- [ИЗБРАННЫЙ ОТРЫВОК]:
- - - -
Глава тринадцатая ЭККЛЕЗИАСТ Иудея, ок. 350 г. до н. э.
Я за былую жажду тщетных благКазню себя, поняв в итоге,Что радости мирские — краткий сон.
Если Книга Иова близка по духу к античным трагедиям, то Экклезиаст можно считать ветхозаветной параллелью к произведениям стоиков и эпикурейцев. Некоторые авторы даже думали, что эта книга, столь непохожая на другие части Библии, была создана под непосредственным греческим влиянием. На самом же деле Экклезиаст — чисто восточное творение, а сходство его идей с западной философией легко объяснить и без гипотезы прямого заимствования. Если уж говорить об источниках, которые питали воззрения автора книги, то их следует искать в сумрачной вавилонской мудрости [1].
- - - -
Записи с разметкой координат
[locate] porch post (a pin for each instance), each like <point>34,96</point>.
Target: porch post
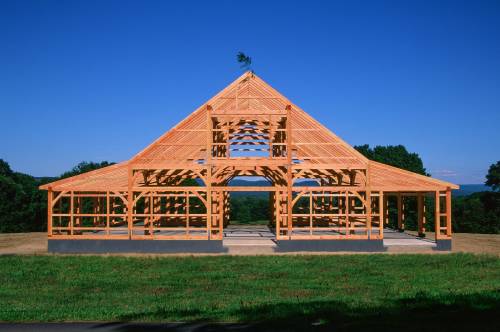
<point>400,212</point>
<point>421,214</point>
<point>437,215</point>
<point>49,211</point>
<point>448,212</point>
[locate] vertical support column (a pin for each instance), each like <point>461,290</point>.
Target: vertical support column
<point>311,212</point>
<point>151,213</point>
<point>437,215</point>
<point>277,207</point>
<point>187,193</point>
<point>107,213</point>
<point>386,209</point>
<point>347,214</point>
<point>400,212</point>
<point>381,214</point>
<point>50,197</point>
<point>368,203</point>
<point>130,201</point>
<point>448,212</point>
<point>421,214</point>
<point>289,178</point>
<point>71,213</point>
<point>209,171</point>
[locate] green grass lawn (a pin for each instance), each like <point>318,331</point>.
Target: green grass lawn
<point>340,292</point>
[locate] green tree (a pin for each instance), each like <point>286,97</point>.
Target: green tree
<point>394,155</point>
<point>244,60</point>
<point>23,207</point>
<point>84,167</point>
<point>493,177</point>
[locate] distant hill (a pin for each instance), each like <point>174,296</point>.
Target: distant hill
<point>467,189</point>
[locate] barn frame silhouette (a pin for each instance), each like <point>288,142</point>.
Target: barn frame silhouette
<point>176,191</point>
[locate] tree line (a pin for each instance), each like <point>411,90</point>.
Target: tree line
<point>23,207</point>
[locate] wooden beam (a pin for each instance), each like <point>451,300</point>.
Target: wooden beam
<point>448,212</point>
<point>437,215</point>
<point>49,211</point>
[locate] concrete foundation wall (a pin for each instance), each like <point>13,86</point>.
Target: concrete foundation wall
<point>443,245</point>
<point>330,245</point>
<point>135,246</point>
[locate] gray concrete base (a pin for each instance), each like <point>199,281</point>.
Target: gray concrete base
<point>330,245</point>
<point>135,246</point>
<point>443,245</point>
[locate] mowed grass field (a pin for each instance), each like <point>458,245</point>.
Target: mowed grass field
<point>341,292</point>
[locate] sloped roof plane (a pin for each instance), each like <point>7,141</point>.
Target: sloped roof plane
<point>185,144</point>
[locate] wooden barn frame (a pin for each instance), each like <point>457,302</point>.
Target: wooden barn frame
<point>178,187</point>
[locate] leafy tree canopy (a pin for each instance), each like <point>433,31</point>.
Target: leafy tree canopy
<point>244,60</point>
<point>493,177</point>
<point>394,155</point>
<point>84,167</point>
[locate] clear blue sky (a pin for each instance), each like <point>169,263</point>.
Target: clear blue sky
<point>99,80</point>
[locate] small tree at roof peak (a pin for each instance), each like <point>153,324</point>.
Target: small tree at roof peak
<point>245,61</point>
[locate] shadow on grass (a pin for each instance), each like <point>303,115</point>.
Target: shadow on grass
<point>474,312</point>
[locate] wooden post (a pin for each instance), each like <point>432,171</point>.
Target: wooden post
<point>386,209</point>
<point>310,212</point>
<point>187,212</point>
<point>289,177</point>
<point>130,201</point>
<point>421,214</point>
<point>381,216</point>
<point>448,212</point>
<point>368,204</point>
<point>400,212</point>
<point>107,213</point>
<point>347,212</point>
<point>209,171</point>
<point>277,199</point>
<point>437,215</point>
<point>71,217</point>
<point>50,197</point>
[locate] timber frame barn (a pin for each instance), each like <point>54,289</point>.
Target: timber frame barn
<point>174,195</point>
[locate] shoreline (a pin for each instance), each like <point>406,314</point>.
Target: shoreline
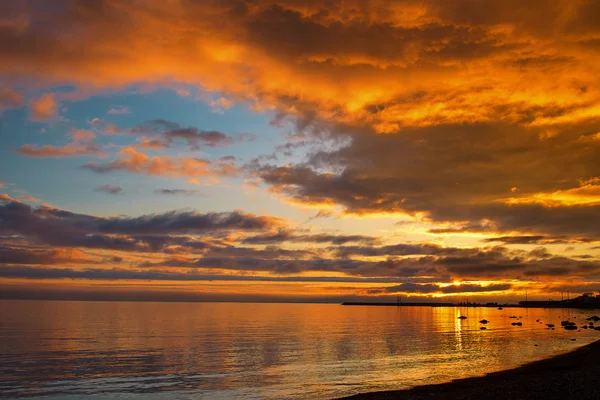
<point>572,375</point>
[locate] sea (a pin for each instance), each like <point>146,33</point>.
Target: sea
<point>145,350</point>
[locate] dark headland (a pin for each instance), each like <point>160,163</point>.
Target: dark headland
<point>587,301</point>
<point>574,375</point>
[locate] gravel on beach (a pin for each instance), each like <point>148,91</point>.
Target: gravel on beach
<point>575,375</point>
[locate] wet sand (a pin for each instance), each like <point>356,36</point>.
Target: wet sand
<point>575,375</point>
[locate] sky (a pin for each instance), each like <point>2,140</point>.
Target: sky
<point>299,150</point>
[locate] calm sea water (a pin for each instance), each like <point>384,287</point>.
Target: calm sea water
<point>105,350</point>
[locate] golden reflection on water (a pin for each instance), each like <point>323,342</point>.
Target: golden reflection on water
<point>260,350</point>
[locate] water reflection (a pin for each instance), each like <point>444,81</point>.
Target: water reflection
<point>258,350</point>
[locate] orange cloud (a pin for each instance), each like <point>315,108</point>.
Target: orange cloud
<point>10,99</point>
<point>43,108</point>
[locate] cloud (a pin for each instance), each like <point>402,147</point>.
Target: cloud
<point>43,108</point>
<point>134,161</point>
<point>9,99</point>
<point>110,189</point>
<point>449,289</point>
<point>81,145</point>
<point>120,110</point>
<point>220,105</point>
<point>173,192</point>
<point>161,133</point>
<point>290,236</point>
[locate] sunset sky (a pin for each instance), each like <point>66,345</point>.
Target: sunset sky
<point>299,150</point>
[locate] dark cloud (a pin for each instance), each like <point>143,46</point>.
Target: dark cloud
<point>173,192</point>
<point>449,173</point>
<point>110,189</point>
<point>450,289</point>
<point>290,236</point>
<point>64,228</point>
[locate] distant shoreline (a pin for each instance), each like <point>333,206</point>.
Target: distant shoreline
<point>528,305</point>
<point>573,375</point>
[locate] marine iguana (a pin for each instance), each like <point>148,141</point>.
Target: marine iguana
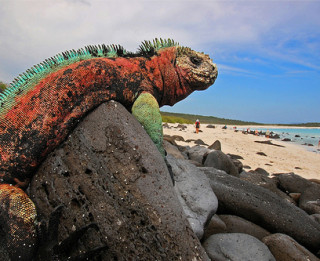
<point>44,104</point>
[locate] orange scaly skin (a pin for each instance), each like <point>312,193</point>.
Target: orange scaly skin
<point>42,118</point>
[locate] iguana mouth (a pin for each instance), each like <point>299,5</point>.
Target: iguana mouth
<point>207,78</point>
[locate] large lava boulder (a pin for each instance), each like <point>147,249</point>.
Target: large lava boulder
<point>109,172</point>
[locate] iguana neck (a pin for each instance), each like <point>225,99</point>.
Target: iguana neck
<point>41,119</point>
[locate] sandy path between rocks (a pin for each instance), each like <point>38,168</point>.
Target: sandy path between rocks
<point>290,158</point>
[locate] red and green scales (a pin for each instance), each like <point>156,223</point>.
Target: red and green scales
<point>43,105</point>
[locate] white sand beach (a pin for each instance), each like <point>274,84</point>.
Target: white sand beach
<point>290,158</point>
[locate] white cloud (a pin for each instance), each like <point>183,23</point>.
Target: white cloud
<point>34,30</point>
- - - -
- [ЧТО НУЖНО СДЕЛАТЬ]:
- a) Замените в листинге «Target» на «Label» и выпишите заново строки от той, где стоит «[locate] sloped roof», до строки с «<point>99,80</point>» включительно, ничего больше не меняя.
- b) Подхватите рассуждение об Экклезиасте и продолжите его вслед за последней фразой.

- [ОТВЕТЫ ПО ПОРЯДКУ]:
- a)
[locate] sloped roof plane (a pin for each instance), each like <point>7,141</point>.
Label: sloped roof plane
<point>185,144</point>
[locate] wooden barn frame (a pin for each instance), each like <point>457,302</point>.
Label: wooden barn frame
<point>178,187</point>
[locate] leafy tree canopy (a pin for each instance), each like <point>433,31</point>.
Label: leafy tree canopy
<point>244,60</point>
<point>493,177</point>
<point>394,155</point>
<point>84,167</point>
[locate] clear blue sky (a pin for each instance), each like <point>169,263</point>.
Label: clear blue sky
<point>99,80</point>

- b)
Впрочем, Экклезиаст интересен не чужими идеями, которые могли отразиться в нем, а тем, что он представляет собой род внутренней автобиографии писателя, исповедь живой души. Однако, в отличие от Августина, Руссо или Толстого, автор не стремился создать о себе связный рассказ, а располагал без всякой системы заметки и стихи, в которых делился с читателями своими наблюдениями, выводами и раздумьями. Многие из его афоризмов превратились потом в пословицы.
Экклезиаст полон противоречий: у него есть мотивы, напоминающие Омара Хайяма, Вольтера и Фому Кемпийского. Автор не заботился о том, чтобы придать своей философии четкую и стройную форму. Тем не менее, Экклезиасту присуща цельность и органическое единство: это духовный портрет одного человека.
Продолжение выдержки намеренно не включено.